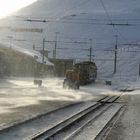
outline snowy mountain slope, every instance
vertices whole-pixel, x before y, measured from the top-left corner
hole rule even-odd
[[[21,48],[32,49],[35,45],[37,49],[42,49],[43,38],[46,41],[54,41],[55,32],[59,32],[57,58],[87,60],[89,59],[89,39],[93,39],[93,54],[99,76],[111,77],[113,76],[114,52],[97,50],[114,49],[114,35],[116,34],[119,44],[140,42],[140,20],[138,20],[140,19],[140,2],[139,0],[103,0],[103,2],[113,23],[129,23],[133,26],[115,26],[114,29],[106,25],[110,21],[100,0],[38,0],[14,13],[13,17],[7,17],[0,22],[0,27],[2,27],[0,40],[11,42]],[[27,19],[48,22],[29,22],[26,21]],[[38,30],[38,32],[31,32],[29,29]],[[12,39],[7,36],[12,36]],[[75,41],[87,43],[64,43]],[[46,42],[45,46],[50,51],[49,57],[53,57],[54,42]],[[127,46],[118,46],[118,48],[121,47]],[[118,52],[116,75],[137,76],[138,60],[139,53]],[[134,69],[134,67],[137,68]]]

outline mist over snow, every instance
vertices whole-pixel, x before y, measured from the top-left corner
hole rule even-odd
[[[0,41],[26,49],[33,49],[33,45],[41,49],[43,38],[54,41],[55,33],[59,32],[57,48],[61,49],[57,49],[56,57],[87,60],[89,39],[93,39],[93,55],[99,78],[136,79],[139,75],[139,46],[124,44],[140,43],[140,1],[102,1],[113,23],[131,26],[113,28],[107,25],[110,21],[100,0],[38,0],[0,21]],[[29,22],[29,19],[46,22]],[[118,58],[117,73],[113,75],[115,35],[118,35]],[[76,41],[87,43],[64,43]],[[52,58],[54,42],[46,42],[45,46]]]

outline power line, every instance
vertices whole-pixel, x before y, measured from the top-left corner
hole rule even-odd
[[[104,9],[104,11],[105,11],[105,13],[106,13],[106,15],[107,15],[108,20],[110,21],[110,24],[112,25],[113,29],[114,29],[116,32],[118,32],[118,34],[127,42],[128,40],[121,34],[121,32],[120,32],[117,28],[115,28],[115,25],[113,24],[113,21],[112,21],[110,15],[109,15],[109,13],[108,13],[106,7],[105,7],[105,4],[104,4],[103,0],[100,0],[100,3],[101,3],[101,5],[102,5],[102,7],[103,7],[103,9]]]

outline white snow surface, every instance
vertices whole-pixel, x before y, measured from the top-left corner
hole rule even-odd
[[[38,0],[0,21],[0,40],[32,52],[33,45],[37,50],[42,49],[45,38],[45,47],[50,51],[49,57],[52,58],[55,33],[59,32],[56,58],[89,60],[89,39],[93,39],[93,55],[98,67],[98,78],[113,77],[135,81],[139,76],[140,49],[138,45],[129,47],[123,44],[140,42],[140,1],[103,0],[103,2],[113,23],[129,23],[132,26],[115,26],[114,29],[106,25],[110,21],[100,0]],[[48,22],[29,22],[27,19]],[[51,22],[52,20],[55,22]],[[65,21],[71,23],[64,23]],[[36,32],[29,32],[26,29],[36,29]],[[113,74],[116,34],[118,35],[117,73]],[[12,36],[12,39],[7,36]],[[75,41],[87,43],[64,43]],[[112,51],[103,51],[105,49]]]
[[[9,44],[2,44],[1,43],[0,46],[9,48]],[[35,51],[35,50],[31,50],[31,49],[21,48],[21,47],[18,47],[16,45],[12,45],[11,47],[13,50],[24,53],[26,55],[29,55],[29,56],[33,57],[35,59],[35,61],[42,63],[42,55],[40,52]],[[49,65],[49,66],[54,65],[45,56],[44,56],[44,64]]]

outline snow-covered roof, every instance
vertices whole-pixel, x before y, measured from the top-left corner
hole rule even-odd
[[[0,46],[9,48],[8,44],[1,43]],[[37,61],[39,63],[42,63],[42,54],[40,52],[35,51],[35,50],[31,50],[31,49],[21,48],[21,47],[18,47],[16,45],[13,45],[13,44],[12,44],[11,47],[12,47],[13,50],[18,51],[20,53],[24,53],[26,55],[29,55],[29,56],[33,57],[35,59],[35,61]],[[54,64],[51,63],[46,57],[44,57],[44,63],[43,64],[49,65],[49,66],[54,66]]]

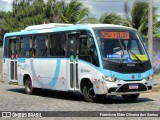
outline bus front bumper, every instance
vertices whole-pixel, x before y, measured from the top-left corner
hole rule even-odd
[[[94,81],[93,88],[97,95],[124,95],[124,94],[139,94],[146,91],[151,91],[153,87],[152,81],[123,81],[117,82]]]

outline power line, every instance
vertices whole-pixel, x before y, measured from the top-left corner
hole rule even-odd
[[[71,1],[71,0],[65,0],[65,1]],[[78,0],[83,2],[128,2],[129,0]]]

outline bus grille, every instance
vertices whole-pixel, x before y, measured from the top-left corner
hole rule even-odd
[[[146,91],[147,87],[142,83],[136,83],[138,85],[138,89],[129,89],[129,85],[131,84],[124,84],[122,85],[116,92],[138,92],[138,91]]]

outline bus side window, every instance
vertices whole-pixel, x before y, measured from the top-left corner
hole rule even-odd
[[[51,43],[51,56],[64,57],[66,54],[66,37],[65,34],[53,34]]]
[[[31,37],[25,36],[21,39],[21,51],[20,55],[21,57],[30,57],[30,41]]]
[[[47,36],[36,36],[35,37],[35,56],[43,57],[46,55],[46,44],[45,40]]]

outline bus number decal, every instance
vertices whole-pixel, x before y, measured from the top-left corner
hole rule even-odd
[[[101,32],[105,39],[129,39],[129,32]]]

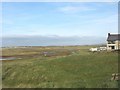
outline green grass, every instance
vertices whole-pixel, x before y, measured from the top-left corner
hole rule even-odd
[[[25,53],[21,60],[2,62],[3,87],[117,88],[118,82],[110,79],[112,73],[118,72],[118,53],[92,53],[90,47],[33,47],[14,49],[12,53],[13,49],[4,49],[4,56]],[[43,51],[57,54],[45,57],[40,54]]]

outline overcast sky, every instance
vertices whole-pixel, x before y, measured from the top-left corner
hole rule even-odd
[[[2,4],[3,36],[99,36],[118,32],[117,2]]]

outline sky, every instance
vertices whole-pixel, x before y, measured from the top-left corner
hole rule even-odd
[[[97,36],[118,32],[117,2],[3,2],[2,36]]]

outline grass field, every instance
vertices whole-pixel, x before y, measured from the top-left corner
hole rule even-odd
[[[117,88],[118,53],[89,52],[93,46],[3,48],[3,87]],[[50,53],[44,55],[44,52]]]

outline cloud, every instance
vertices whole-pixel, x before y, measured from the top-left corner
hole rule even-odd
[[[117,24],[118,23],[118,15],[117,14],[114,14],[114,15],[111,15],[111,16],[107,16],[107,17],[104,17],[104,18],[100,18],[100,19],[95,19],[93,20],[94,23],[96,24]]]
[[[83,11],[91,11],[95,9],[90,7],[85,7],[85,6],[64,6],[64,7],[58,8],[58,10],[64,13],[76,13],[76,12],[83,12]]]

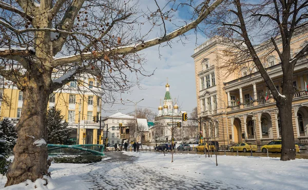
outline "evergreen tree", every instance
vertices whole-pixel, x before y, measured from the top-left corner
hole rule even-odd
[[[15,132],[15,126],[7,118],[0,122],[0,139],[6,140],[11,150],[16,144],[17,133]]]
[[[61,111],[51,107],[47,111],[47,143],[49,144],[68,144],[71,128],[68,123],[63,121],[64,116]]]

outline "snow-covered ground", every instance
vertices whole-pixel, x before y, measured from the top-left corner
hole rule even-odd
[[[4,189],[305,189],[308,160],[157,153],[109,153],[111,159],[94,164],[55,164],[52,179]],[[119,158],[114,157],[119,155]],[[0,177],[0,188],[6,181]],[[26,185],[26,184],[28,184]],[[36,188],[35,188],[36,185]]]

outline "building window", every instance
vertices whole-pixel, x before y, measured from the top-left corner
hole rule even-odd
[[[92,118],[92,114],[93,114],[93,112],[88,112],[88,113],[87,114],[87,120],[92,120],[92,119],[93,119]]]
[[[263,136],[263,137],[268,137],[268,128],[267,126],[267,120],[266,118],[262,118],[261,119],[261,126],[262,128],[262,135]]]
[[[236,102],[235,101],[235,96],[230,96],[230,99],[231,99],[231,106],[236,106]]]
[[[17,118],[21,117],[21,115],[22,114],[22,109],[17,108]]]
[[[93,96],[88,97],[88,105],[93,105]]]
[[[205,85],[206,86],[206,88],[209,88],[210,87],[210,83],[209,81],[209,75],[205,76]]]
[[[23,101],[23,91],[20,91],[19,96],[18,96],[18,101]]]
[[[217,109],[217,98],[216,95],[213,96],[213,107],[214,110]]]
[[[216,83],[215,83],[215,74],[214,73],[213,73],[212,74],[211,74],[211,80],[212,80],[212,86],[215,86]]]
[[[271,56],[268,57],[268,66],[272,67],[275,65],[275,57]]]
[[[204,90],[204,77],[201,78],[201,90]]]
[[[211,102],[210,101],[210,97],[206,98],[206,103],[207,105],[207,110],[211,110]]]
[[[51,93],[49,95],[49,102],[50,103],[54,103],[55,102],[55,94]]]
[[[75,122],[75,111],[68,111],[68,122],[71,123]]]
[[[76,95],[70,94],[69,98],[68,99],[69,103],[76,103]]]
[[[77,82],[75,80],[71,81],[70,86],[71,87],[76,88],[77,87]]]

= = = = =

- [YOUR TASK]:
Rewrite the rows starting with the line containing "outline green grass, every instance" and going on through the line containing "[[[2,4],[3,36],[99,36],[118,32],[117,2]]]", requests included. Multiply every polygon vertex coordinate in the answers by 0.5 and round each to a whole number, with halves rounding up.

- [EXERCISE OUTPUT]:
outline green grass, every instance
vertices whole-pixel, x before y, measured from the top-left corner
hole rule even-odd
[[[13,27],[11,30],[1,31],[2,44],[59,44],[59,41],[55,40],[56,37],[59,36],[59,27],[46,27],[45,24],[17,24],[7,25],[6,27],[7,25],[2,25],[2,28]],[[22,26],[29,27],[23,29],[20,27]]]

outline overcast sky, every instance
vertices whole-pixel, x before y, measured from the top-left corner
hole rule even-odd
[[[1,2],[2,18],[50,18],[59,16],[59,1]]]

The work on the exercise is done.